ヘバーデン結節(Heberden-Arthrose)
● 指先端の関節が腫れる
指先端の第1関節(DIP関節)が腫れ、物をつまむと痛みます。関節の背側に小さなコブ(Knoten)や水疱が見られることも。変形性関節症(Arthrose)の一種で、妊娠中や40代以降の女性に多く見られます。関節部の隙間が狭くなり、時に骨のとげ(骨棘(こっきょく))が出現します。
ド・ケルバン病(Tendovaginitis de Quervain)
● 親指側の手首が腫れる
手首の親指側が腫れて痛み、手を握って小指側に曲げると痛みが強まるのが、ド・ケルバン病です。親指の使い過ぎることによって、親指につながる腱とそれを手首で包んでいる腱鞘に炎症と傷が生じます。コンピューター作業に従事する人、バドミントン選手、産後や更年期の女性に多く見られる傾向があります。
母指CM関節症(Rhizarthrose)
● 親指の根元の手背が傷む
親指に力をかけると親指根本の手背が痛み、瓶のふたなどを開けられなくなることも。マウスの使い過ぎや加齢の影響で、母指CM(手根中手)関節の軟骨がすり減り、炎症を生じます。親指の根本が皮膚から突出して見えるときは、亜脱臼を疑います。
関節リウマチ(Rheumatoide Arthritis)
● 手指の痛みと変形
左右対称性の多発関節痛が特徴です。進行した関節リウマチでは、特徴的な手指関節の変形を生じます。
● 膠原病(Kollagenkrankheit)
免疫の異常による全身性の関節の炎症です。朝の手のこわばり(Morgensteifigkeit)が続くときは疑ってみます。日本人の約200人に発症、女性は男性の4倍、40〜60歳が好発年齢です(日本リウマチ学会の資料)。
● 早期発見、早期治療が大切
早期に治療を開始することにより寛解へ導くことができます。血液検査でリウマチ因子(RF)や抗シトルリン蛋白(CCP)抗体が陽性の場合は、疑いが高まります。
反復運動過多損傷(Repetitive strain injury Syndrom, RSI-Syndrom)
● 同じ動作の反復による障害
コンピューター作業(本誌 919号「コンピューターと健康」を参照)による「マウス腱鞘炎」、スマートフォンの「スマホ腱鞘炎」、テニス肘、野球肩のような「スポーツ腱鞘炎」など、一定の姿勢で同じ動作を長時間繰り返すことによる障害の概念です。
足に生じる主な障害
外反母趾(Hallux valgus, Großzehenballen)
● 親指が「く」の字に変形
親指(母趾)が「く」の字に変形します。親趾付け根部分が靴に当たって痛み、偏位した親指が隣の指と重なることも。加齢により足底(Fußsohle)の横アーチが崩れて親指が扇状に開き、さらに先の細い靴で指先が圧迫され三次元的な変形が生じます。
扁平足(Plattfuß)
● 大人の扁平足(成人期扁平足)
····················
**読解の応用**:
A: 手足の障害の解説のうち、「関節リウマチ(Rheumatoide Arthritis)」で始まり「すことによる障害の概念です。」に至るまでの部分を、一字一句変えずに出力してください。
B: 手足の障害の解説によると、ド・ケルバン病では親指の使い過ぎによってどこに炎症と傷が生じますか。
C: 手足の障害の解説を、途切れた箇所から再開して書き継いでください。
次の項目は、手足の障害の解説とは別個の資料です。
····················
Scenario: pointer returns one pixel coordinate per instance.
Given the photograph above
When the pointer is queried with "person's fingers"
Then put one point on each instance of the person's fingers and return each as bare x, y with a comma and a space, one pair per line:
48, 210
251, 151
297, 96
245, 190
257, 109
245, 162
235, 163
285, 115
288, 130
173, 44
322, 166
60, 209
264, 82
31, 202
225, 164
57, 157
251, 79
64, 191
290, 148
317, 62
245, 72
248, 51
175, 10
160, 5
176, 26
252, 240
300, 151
····················
**課題別解答**:
A:
関節リウマチ(Rheumatoide Arthritis)
● 手指の痛みと変形
左右対称性の多発関節痛が特徴です。進行した関節リウマチでは、特徴的な手指関節の変形を生じます。
● 膠原病(Kollagenkrankheit)
免疫の異常による全身性の関節の炎症です。朝の手のこわばり(Morgensteifigkeit)が続くときは疑ってみます。日本人の約200人に発症、女性は男性の4倍、40〜60歳が好発年齢です(日本リウマチ学会の資料)。
● 早期発見、早期治療が大切
早期に治療を開始することにより寛解へ導くことができます。血液検査でリウマチ因子(RF)や抗シトルリン蛋白(CCP)抗体が陽性の場合は、疑いが高まります。
反復運動過多損傷(Repetitive strain injury Syndrom, RSI-Syndrom)
● 同じ動作の反復による障害
コンピューター作業(本誌 919号「コンピューターと健康」を参照)による「マウス腱鞘炎」、スマートフォンの「スマホ腱鞘炎」、テニス肘、野球肩のような「スポーツ腱鞘炎」など、一定の姿勢で同じ動作を長時間繰り返すことによる障害の概念です。

B: 親指につながる腱と、それを手首で包んでいる腱鞘です。

C:
足底のアーチ(土踏まず)が消失して平らになった状態が偏平足です。くるぶし内側の腫れと痛みで発症し、つま先立ちや歩行で痛みが強まります。体重負荷と加齢の影響で、足底アーチを形成する腱がくるぶし付近で断裂、アーチを支えられなくなります。肥満者、中年以降の女性に多く、長時間の立ち仕事やスポーツによる負荷も誘因の一つです。
足底腱膜炎(Plantarfasziitis)
● かかと内側前方の痛み
起床して立ち上がったときの1歩目に痛みを感じます。長時間の歩行・立ち仕事、つま先立ち、ランニングで増悪します。足底筋膜が骨と付着するかかと部分に、反復負荷がかかってできる傷が原因です。かかと部分の筋膜に石灰化(骨棘)が見られることも。
モートン病・神経腫(Morton-Neuralgie/neurom)
● 足趾の間がピリピリ
靴を履いたときに趾間(第3・4趾間、第2・3趾間に多い)にしびれ、痛みを感じます。好発年齢は50歳前後、男女比1対10と女性に多く見られます(日本足の外科学会)。足底を走る神経が二つの指の骨と骨に挟まれて生じます。圧迫部分に痛みを伴う腫脹(神経腫)ができることも。
痛風(Gicht)
● 親指の腫れと激痛
親指が赤く腫れ、文字通り「風が吹いても痛い」痛風発作。高尿酸血症の人が肉を多食したり、アルコールを多飲したりすると発症します。激しい運動、尿酸降下薬の開始が発作の誘因になることも。尿酸の結晶は針形状のため、針で刺される痛さを伴います。予兆としてムズムズ・チクチク感を感じることも。男女比が20対1以上と、圧倒的に男性に多い病気です(2018年の日本人間ドック学会、ランチョンセミナー要旨)。
● 治療方法
局所を安静にさせることのほか、冷湿布(Pflaster)、鎮痛薬(Schmerztabletten)が用いられます。植物製剤のコルヒチン(Colchicin)は痛風発作の予防と寛解に有効です。患部のマッサージは厳禁です。
手足の症状に対してできること
● 基本は安静(Ruhigstellung)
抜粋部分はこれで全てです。